(Data entries)
= Beginning of Section =
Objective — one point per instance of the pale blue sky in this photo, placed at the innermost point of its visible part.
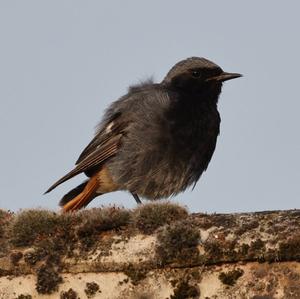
(63, 62)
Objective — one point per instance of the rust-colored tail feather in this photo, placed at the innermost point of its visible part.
(84, 197)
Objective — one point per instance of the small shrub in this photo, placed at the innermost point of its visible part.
(48, 280)
(4, 220)
(98, 220)
(149, 217)
(70, 294)
(178, 242)
(31, 224)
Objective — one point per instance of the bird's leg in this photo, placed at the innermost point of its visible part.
(136, 197)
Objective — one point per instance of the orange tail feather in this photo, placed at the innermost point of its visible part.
(83, 198)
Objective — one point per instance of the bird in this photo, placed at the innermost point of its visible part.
(156, 140)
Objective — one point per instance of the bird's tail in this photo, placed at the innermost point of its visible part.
(80, 196)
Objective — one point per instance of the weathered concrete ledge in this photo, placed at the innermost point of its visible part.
(154, 251)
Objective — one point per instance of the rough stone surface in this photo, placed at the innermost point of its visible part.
(248, 255)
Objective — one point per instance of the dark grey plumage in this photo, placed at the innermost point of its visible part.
(159, 137)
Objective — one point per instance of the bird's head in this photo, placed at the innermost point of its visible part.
(197, 75)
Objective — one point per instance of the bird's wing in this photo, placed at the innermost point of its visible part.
(103, 146)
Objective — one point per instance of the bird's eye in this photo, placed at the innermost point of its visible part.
(196, 74)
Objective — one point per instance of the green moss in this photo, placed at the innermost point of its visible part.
(147, 218)
(231, 277)
(185, 290)
(98, 220)
(70, 294)
(91, 289)
(135, 274)
(48, 280)
(178, 242)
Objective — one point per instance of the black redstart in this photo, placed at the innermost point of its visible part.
(156, 140)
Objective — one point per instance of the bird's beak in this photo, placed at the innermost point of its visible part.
(224, 77)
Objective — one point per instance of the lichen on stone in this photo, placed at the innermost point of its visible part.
(70, 294)
(231, 277)
(91, 289)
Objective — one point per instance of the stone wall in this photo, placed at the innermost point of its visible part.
(155, 251)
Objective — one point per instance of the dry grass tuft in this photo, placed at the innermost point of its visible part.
(149, 217)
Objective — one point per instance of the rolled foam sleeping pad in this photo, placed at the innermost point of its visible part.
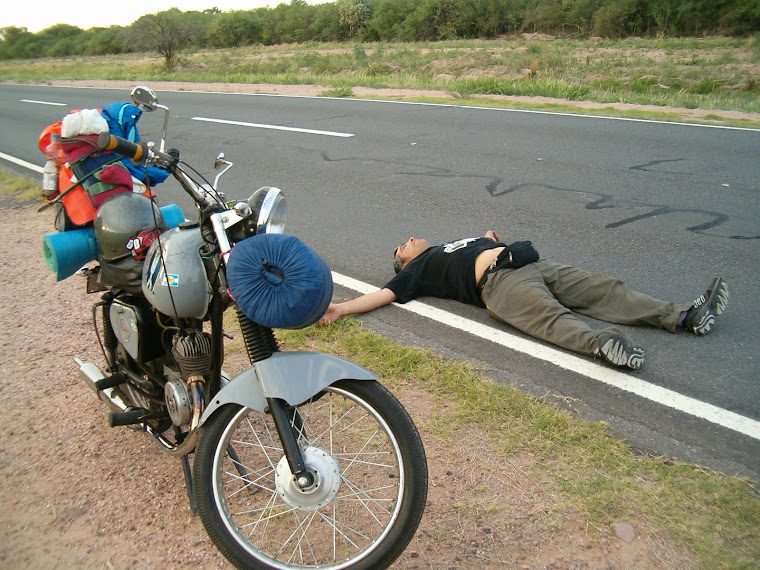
(278, 281)
(66, 252)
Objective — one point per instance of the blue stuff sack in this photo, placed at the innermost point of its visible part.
(279, 282)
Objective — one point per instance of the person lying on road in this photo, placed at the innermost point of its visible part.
(535, 295)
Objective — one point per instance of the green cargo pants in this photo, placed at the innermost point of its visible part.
(539, 298)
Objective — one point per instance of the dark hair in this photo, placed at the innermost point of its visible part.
(398, 263)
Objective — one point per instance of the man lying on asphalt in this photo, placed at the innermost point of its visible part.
(536, 296)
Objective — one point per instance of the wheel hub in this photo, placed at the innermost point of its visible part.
(325, 471)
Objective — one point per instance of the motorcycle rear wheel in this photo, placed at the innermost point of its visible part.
(371, 482)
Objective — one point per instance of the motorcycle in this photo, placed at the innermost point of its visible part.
(302, 460)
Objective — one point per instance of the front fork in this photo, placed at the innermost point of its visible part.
(260, 343)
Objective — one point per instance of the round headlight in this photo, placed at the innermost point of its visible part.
(268, 205)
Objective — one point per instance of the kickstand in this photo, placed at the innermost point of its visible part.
(189, 483)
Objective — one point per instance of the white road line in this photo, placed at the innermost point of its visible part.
(20, 162)
(43, 102)
(274, 127)
(663, 396)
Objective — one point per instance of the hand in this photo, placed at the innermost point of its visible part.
(332, 314)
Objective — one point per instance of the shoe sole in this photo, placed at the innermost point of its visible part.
(616, 352)
(715, 303)
(718, 298)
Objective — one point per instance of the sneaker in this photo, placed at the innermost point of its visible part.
(700, 318)
(618, 350)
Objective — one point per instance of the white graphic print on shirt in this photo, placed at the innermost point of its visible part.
(456, 245)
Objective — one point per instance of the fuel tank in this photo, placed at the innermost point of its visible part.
(174, 277)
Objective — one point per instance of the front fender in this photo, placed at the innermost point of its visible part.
(291, 376)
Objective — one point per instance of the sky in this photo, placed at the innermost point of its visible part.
(41, 14)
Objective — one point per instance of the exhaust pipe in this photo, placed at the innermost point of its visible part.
(91, 374)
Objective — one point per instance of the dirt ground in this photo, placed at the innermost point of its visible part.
(78, 494)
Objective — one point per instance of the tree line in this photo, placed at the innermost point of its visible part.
(171, 31)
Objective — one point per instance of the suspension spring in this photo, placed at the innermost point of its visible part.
(109, 337)
(260, 342)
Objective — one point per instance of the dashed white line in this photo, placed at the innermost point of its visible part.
(43, 102)
(663, 396)
(274, 127)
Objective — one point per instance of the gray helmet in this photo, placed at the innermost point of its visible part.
(121, 218)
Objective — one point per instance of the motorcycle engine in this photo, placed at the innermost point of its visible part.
(178, 401)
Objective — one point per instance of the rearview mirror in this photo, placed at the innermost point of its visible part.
(145, 98)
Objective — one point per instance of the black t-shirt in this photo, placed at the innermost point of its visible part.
(446, 271)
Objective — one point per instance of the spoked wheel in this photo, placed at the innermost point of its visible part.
(369, 490)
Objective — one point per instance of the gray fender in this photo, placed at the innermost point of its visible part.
(292, 376)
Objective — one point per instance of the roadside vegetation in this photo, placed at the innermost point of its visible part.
(692, 73)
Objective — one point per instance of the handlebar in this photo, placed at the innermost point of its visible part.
(138, 152)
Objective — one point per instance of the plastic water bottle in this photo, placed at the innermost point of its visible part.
(50, 172)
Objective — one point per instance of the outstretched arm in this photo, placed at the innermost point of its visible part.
(363, 304)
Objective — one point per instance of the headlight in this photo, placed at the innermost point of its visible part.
(268, 205)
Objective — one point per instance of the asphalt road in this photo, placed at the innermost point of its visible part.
(665, 207)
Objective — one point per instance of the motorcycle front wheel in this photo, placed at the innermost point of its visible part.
(369, 491)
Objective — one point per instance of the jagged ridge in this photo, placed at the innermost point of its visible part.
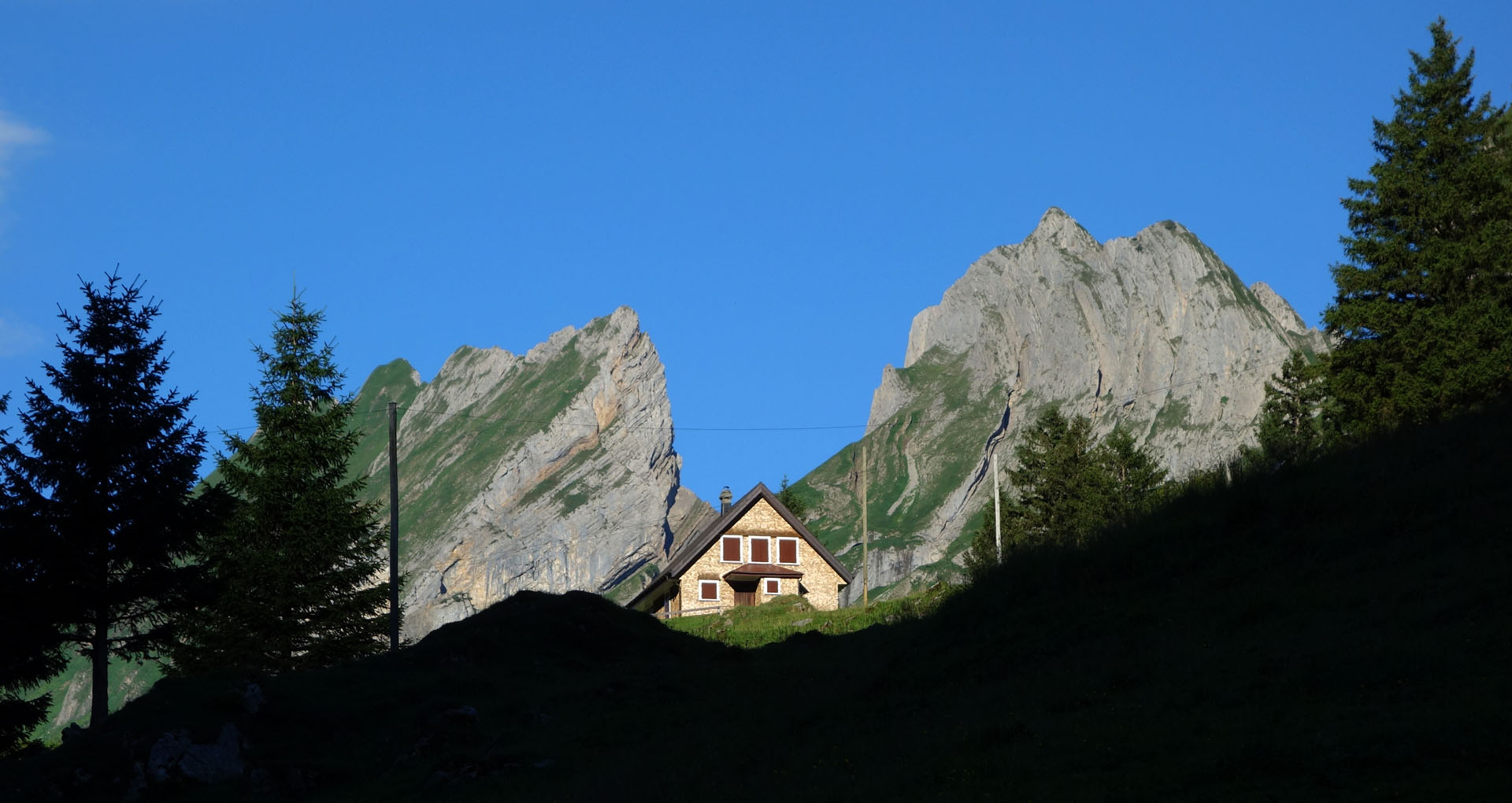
(1154, 333)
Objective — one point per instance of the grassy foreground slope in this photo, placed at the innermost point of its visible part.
(1342, 632)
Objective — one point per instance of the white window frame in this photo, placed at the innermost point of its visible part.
(739, 551)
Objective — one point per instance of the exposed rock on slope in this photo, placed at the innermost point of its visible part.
(1151, 331)
(554, 471)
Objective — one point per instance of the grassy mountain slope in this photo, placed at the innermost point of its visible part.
(1340, 632)
(927, 448)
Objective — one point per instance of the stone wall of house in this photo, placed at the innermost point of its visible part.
(820, 579)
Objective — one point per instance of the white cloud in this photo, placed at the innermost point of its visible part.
(14, 136)
(19, 338)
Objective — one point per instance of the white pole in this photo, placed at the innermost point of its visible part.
(997, 512)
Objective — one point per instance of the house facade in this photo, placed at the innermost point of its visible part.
(754, 553)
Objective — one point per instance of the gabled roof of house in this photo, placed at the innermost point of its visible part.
(705, 537)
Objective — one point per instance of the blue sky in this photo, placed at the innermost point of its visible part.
(773, 187)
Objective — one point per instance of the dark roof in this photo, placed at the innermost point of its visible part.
(762, 571)
(700, 542)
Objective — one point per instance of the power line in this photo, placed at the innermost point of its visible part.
(1121, 402)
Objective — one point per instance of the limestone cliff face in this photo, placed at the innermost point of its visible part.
(550, 471)
(1151, 331)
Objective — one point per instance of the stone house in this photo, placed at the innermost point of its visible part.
(755, 551)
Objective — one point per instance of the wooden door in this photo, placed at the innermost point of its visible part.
(744, 592)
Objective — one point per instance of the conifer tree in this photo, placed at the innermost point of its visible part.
(300, 564)
(98, 515)
(1423, 313)
(1133, 476)
(34, 640)
(1069, 486)
(1293, 427)
(1062, 486)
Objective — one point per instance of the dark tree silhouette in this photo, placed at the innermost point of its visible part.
(300, 563)
(1423, 315)
(98, 515)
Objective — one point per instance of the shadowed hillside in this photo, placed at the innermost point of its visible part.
(1340, 632)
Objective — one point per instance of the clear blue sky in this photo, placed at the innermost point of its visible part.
(775, 187)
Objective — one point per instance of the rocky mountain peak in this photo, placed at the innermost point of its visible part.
(501, 456)
(1062, 230)
(1153, 333)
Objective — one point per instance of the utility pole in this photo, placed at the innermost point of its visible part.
(865, 568)
(394, 527)
(997, 512)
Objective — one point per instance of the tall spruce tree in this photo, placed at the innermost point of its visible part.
(300, 564)
(1069, 487)
(98, 513)
(1423, 313)
(1133, 476)
(1295, 422)
(1062, 486)
(34, 638)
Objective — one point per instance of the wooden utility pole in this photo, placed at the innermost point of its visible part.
(997, 512)
(394, 527)
(865, 568)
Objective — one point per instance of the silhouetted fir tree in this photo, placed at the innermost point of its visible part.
(1069, 487)
(1133, 477)
(34, 640)
(300, 566)
(1295, 424)
(98, 515)
(1060, 483)
(1423, 312)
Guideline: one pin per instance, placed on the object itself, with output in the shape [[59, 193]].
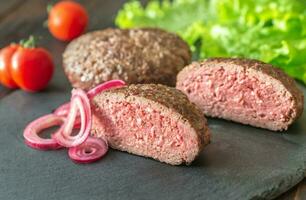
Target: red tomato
[[32, 68], [5, 66], [67, 20]]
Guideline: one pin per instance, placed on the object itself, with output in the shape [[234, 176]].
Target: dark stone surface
[[242, 162]]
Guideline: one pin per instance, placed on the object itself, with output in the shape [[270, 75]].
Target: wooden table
[[21, 18]]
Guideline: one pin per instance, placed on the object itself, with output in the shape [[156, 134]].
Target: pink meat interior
[[145, 129], [239, 95]]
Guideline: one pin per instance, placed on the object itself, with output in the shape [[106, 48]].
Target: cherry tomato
[[67, 20], [5, 66], [32, 68]]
= End of Section =
*BRIEF:* Check each line of the data above, and please copy the ones in which the string "with" occurs.

*RESPONSE:*
Guideline: one pin per instance, placed on the object itself, with output in the shape [[59, 193]].
Guideline: one pin per instance, placed on the object itself, with output in the shape [[234, 176]].
Guideline: one pin per instance, placed on the object itself, with output in the shape [[270, 75]].
Guideline: one pin per instance, placed on the object itself, with output in the shape [[156, 134]].
Guideline: one pin per instance, placed on the object itself, with output in the shape [[106, 48]].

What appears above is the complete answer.